What is needed: Return each line in the records that contains the string "mounted".

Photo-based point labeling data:

begin

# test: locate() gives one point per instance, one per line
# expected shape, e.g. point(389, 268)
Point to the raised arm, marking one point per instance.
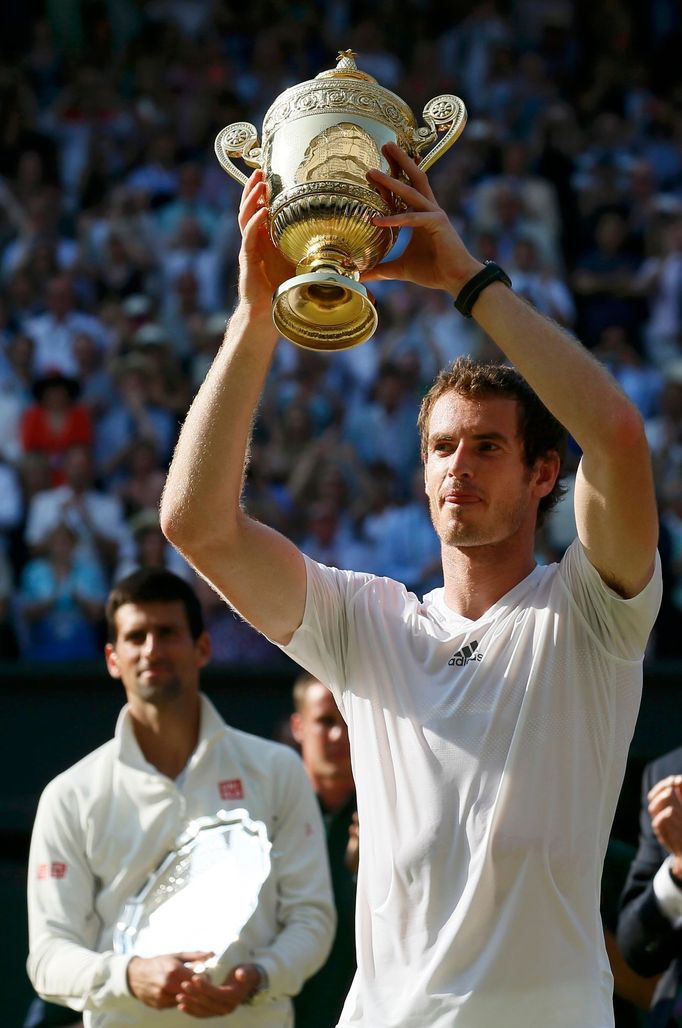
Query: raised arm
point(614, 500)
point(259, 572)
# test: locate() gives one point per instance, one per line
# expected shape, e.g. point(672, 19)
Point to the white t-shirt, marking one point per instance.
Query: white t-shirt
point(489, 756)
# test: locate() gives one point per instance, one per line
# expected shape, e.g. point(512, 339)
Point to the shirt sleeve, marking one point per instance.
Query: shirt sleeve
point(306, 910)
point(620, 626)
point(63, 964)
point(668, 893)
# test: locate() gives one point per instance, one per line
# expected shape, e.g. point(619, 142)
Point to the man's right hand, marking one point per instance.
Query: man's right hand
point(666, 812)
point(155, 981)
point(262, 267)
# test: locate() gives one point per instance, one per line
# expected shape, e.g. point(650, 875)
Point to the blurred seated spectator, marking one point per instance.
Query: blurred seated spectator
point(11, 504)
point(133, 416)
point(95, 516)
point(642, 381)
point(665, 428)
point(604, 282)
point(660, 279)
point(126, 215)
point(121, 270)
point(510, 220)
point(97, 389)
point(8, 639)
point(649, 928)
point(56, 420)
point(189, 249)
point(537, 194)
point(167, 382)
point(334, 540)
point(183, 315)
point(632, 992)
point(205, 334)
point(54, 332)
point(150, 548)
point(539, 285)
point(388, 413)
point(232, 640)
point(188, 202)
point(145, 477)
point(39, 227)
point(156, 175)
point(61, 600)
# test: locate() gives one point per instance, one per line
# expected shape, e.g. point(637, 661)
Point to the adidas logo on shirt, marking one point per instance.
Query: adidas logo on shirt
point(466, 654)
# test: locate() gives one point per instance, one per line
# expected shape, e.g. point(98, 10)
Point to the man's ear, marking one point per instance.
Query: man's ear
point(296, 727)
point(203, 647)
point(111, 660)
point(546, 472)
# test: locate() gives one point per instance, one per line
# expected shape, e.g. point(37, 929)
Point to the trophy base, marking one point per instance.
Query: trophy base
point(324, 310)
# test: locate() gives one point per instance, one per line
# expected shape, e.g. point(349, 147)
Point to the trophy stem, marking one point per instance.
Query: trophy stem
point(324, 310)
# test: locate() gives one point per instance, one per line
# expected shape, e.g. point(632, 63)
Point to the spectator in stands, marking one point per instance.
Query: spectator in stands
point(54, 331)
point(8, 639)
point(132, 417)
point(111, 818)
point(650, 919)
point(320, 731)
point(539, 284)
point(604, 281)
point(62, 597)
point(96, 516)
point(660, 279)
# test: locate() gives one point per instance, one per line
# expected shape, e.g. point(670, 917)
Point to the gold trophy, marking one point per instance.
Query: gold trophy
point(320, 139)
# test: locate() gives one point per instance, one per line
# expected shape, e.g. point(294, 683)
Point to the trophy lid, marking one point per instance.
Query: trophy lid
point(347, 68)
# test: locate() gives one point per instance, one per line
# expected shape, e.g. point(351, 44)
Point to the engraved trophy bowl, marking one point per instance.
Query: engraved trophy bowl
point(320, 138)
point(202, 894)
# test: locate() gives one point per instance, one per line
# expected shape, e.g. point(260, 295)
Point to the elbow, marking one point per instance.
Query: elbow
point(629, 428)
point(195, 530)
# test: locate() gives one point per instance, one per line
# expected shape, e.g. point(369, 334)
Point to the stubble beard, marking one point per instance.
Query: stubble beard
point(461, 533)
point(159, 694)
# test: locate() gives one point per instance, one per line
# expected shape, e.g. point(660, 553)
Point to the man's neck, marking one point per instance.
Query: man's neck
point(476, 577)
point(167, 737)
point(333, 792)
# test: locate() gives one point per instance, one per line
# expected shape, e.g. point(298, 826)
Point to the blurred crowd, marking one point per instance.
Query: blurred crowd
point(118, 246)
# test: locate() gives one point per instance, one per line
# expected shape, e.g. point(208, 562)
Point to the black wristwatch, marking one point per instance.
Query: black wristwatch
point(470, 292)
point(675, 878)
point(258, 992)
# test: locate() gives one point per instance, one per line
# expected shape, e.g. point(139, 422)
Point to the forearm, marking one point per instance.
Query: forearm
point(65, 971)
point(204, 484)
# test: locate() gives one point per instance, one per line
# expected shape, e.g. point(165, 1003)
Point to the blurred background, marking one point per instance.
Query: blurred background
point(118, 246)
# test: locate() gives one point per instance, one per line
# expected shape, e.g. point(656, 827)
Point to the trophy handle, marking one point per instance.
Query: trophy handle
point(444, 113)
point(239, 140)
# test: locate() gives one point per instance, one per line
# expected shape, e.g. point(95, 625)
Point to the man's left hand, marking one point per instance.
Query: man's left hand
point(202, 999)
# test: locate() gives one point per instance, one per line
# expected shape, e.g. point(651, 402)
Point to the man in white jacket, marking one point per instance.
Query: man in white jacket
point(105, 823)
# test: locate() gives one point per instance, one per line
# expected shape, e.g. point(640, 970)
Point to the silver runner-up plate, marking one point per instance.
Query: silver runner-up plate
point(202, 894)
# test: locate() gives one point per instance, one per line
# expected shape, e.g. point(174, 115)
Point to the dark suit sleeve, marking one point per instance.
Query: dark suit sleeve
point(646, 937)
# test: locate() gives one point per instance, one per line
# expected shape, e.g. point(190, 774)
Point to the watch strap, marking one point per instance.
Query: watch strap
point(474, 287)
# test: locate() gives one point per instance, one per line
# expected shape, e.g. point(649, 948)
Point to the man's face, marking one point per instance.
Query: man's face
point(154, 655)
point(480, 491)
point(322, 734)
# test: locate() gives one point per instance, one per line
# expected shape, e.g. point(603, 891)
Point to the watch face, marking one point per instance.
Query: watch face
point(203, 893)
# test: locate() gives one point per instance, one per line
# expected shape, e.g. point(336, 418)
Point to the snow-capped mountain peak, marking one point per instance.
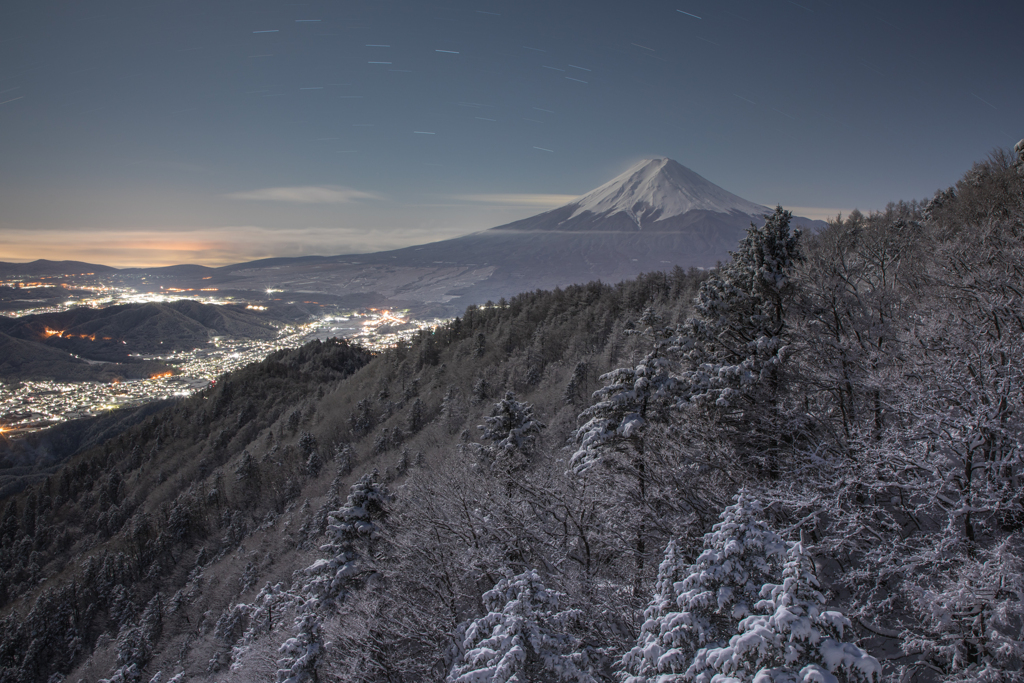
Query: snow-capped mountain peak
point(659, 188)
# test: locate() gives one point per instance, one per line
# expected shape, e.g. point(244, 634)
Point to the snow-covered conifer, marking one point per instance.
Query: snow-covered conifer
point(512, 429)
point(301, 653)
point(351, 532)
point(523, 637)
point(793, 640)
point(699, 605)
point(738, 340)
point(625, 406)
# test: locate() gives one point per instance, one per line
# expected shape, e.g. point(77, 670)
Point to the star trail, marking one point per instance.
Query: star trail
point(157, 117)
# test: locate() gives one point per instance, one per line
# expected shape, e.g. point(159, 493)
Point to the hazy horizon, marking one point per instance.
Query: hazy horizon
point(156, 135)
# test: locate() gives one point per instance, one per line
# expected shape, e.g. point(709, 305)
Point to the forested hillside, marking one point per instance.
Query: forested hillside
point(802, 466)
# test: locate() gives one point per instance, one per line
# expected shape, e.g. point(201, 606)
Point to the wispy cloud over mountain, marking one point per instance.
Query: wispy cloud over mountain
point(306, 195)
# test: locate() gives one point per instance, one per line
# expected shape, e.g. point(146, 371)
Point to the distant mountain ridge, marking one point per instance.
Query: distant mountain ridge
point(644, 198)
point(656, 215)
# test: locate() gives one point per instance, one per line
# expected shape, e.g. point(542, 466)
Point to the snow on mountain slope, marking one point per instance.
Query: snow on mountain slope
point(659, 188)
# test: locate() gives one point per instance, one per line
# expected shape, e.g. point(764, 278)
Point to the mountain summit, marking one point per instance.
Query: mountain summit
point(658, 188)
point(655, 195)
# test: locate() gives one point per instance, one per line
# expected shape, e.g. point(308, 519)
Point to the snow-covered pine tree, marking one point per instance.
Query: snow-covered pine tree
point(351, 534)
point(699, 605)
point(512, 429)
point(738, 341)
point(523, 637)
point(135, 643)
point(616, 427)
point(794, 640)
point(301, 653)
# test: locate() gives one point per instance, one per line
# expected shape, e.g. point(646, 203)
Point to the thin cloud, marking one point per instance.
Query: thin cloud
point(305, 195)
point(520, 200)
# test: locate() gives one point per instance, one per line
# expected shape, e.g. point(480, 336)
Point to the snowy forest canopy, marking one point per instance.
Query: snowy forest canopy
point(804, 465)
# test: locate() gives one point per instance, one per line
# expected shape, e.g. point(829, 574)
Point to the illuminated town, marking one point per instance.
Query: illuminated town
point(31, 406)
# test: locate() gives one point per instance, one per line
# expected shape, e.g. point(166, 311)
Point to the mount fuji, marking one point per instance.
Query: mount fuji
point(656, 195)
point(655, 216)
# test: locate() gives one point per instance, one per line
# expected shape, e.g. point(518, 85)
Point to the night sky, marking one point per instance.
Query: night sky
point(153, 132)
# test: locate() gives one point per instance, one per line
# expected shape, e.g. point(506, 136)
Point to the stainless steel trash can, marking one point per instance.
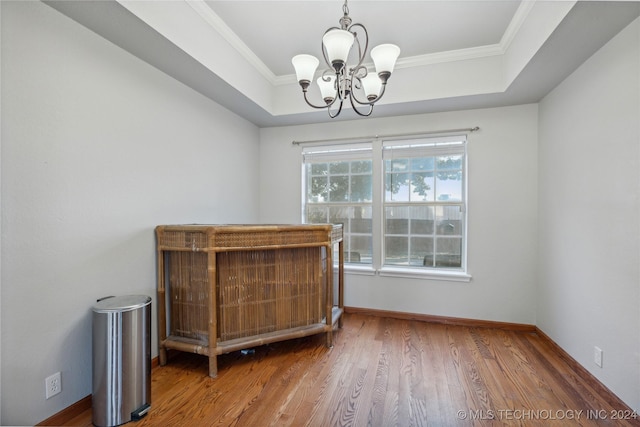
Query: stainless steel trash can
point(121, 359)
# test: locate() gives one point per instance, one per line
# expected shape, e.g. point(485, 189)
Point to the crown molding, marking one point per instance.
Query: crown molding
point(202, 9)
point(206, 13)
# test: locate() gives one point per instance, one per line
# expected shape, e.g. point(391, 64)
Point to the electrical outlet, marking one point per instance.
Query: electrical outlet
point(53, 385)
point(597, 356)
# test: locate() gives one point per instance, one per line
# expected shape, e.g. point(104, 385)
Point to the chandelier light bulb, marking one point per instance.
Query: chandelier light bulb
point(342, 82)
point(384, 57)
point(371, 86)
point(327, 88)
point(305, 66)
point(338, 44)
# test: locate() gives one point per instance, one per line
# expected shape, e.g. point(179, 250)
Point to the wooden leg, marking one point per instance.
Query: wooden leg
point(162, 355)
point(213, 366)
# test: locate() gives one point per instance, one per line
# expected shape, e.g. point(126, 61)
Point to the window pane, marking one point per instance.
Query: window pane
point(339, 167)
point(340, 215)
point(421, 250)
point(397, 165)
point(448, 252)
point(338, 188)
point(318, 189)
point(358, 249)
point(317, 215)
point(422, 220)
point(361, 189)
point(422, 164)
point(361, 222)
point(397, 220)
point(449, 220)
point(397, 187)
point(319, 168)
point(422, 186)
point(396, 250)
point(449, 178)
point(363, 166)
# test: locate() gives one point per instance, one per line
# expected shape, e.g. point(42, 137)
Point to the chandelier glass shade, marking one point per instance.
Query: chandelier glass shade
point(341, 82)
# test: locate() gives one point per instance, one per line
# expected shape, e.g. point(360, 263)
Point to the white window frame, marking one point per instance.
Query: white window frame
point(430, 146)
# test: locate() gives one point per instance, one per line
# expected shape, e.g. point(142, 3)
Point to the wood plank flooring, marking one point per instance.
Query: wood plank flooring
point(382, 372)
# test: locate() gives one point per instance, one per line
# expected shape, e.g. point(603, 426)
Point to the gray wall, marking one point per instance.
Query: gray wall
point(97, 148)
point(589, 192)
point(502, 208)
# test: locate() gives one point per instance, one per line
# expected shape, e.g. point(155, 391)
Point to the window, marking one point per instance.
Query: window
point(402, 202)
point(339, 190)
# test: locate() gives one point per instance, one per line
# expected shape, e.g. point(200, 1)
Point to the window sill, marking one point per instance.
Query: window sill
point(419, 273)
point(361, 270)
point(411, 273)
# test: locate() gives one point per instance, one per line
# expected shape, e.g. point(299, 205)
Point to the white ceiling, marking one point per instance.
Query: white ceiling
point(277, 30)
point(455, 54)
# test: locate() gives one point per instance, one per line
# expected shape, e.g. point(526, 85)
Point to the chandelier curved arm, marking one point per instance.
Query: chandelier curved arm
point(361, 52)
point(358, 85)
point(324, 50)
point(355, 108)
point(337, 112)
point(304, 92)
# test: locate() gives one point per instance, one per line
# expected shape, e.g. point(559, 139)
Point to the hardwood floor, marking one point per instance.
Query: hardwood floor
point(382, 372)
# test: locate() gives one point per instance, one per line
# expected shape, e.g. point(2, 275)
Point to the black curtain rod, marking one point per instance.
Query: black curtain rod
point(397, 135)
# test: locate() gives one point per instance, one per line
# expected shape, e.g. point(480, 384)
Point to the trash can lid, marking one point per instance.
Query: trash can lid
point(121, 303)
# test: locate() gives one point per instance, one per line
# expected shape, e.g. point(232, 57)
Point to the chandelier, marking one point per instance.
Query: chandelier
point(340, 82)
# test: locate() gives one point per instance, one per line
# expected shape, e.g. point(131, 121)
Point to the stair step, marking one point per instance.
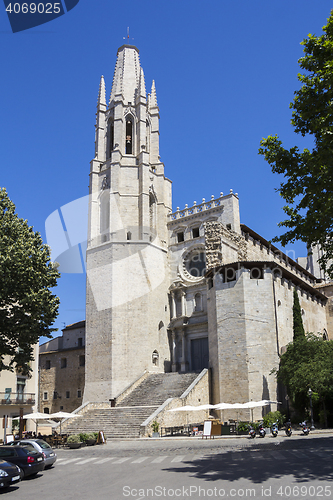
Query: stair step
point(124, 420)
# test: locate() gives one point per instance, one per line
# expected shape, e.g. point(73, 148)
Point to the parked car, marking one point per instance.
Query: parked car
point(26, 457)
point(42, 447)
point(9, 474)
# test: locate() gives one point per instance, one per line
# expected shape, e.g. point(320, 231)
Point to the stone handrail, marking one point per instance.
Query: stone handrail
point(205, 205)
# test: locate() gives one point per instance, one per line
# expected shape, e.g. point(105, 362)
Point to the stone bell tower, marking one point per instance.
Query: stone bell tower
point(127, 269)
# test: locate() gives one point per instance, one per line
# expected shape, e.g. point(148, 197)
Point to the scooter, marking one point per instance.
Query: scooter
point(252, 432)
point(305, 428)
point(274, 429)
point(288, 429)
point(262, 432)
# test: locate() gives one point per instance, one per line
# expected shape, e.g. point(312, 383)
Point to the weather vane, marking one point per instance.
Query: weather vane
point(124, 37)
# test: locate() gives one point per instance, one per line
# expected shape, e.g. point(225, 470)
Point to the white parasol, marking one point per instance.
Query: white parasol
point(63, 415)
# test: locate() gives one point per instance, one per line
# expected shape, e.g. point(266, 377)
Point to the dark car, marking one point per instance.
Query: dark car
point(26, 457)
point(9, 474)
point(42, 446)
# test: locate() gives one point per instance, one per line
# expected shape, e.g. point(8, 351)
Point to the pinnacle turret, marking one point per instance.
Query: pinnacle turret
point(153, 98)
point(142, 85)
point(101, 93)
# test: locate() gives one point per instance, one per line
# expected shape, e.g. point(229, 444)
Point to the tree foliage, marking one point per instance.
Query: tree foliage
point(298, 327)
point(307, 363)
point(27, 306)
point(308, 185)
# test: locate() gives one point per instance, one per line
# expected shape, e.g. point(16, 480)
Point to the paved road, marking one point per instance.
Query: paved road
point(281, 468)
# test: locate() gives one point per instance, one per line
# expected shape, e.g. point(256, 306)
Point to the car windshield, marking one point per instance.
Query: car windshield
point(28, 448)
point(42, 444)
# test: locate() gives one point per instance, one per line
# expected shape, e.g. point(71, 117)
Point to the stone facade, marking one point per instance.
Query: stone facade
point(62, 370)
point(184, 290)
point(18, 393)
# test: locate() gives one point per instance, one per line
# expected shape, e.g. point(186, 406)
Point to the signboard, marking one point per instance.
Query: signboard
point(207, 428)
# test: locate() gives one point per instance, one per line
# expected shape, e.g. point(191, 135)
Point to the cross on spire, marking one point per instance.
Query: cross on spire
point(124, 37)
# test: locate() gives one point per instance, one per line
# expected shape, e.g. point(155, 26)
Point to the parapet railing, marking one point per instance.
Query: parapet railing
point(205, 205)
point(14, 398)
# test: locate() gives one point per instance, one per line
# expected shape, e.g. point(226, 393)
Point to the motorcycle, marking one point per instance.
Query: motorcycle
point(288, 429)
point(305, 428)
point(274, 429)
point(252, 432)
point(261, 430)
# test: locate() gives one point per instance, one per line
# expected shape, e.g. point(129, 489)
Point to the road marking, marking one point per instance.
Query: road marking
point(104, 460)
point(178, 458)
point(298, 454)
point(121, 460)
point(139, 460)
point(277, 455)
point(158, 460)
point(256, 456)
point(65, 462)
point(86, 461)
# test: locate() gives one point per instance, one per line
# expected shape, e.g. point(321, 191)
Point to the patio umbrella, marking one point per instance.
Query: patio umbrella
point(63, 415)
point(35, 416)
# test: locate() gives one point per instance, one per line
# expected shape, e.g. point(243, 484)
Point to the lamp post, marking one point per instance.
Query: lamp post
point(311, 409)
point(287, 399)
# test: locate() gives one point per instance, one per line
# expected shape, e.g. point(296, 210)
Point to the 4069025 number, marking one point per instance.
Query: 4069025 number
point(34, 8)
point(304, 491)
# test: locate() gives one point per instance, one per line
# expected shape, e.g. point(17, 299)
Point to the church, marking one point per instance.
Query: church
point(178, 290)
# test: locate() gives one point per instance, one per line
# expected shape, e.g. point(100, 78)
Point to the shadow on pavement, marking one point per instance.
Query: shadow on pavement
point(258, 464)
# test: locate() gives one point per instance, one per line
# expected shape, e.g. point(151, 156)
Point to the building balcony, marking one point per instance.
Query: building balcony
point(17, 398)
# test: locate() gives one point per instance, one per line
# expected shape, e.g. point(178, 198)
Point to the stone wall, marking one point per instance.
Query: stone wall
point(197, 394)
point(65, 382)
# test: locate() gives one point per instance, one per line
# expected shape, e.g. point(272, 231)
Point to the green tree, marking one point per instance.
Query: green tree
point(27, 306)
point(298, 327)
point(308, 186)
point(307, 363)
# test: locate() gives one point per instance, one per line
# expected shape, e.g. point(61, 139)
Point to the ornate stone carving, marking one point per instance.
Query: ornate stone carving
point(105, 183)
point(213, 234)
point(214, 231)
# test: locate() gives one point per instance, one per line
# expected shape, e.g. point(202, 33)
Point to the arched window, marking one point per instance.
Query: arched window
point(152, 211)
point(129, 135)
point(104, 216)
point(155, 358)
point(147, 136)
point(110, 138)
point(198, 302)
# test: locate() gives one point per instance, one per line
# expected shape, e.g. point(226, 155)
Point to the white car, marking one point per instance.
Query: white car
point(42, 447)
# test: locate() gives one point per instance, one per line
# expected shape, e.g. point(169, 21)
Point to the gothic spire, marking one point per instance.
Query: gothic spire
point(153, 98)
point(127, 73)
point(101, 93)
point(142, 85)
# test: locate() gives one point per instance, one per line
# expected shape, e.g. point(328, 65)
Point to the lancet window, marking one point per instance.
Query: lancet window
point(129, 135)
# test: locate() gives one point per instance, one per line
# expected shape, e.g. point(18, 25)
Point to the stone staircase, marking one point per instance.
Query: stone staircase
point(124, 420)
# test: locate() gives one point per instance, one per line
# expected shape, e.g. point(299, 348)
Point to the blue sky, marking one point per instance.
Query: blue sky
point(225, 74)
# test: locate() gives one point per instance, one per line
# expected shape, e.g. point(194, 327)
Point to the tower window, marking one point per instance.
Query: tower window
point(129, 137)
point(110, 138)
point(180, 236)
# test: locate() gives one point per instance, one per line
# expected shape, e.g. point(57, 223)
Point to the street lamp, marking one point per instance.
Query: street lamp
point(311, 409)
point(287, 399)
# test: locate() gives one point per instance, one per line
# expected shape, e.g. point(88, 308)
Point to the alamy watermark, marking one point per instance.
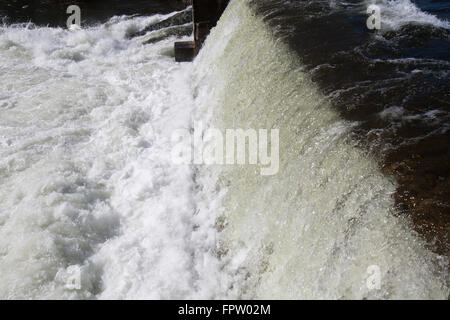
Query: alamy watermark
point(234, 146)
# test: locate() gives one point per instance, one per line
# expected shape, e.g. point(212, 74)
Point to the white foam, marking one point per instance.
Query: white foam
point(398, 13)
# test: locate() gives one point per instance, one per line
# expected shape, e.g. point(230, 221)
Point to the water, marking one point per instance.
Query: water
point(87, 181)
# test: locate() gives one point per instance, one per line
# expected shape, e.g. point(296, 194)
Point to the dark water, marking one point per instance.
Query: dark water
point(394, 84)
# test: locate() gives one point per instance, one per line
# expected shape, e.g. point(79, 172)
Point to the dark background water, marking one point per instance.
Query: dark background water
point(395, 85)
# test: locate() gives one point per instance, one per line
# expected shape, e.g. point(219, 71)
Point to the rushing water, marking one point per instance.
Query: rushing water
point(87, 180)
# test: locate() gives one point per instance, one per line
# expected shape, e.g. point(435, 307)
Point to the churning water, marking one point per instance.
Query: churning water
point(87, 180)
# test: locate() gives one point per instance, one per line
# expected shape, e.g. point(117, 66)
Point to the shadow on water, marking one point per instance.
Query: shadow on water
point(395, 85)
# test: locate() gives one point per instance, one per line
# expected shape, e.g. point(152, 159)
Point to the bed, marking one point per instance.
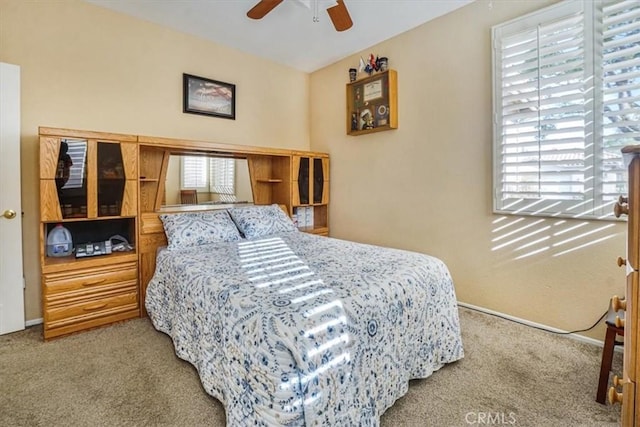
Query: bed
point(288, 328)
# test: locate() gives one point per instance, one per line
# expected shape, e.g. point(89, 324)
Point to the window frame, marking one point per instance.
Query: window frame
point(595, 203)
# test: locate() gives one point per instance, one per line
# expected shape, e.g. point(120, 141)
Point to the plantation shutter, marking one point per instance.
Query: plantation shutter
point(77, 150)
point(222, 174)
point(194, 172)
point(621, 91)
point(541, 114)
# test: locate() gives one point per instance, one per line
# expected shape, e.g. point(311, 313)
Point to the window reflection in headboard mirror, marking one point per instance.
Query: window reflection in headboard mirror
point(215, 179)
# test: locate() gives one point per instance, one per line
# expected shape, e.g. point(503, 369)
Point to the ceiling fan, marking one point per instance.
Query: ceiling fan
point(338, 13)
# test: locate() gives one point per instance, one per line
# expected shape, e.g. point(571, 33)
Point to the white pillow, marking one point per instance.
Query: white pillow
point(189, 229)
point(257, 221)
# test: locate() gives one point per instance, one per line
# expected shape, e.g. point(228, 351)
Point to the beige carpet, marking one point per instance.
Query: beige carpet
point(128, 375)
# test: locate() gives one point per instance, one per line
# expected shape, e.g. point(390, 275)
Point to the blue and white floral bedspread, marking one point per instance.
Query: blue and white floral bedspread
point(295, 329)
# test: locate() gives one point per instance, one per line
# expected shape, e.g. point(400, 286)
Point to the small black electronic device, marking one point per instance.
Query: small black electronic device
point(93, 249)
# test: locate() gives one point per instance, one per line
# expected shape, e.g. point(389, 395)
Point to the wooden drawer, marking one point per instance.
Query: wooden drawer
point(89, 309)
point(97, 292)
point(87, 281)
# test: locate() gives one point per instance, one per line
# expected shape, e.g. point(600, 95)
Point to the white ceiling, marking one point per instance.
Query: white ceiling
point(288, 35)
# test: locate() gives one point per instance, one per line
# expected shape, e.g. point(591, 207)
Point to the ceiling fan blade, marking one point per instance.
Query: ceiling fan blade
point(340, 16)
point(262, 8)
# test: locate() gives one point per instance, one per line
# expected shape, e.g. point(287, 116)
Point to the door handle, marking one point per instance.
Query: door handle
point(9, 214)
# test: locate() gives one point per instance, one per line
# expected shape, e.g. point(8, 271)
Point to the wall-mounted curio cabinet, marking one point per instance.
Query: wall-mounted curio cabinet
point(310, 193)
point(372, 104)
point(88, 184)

end

Solution below:
Point to the wall-mounted curio cabinet, marking one point per instance.
Query: wall-mounted curio cabinet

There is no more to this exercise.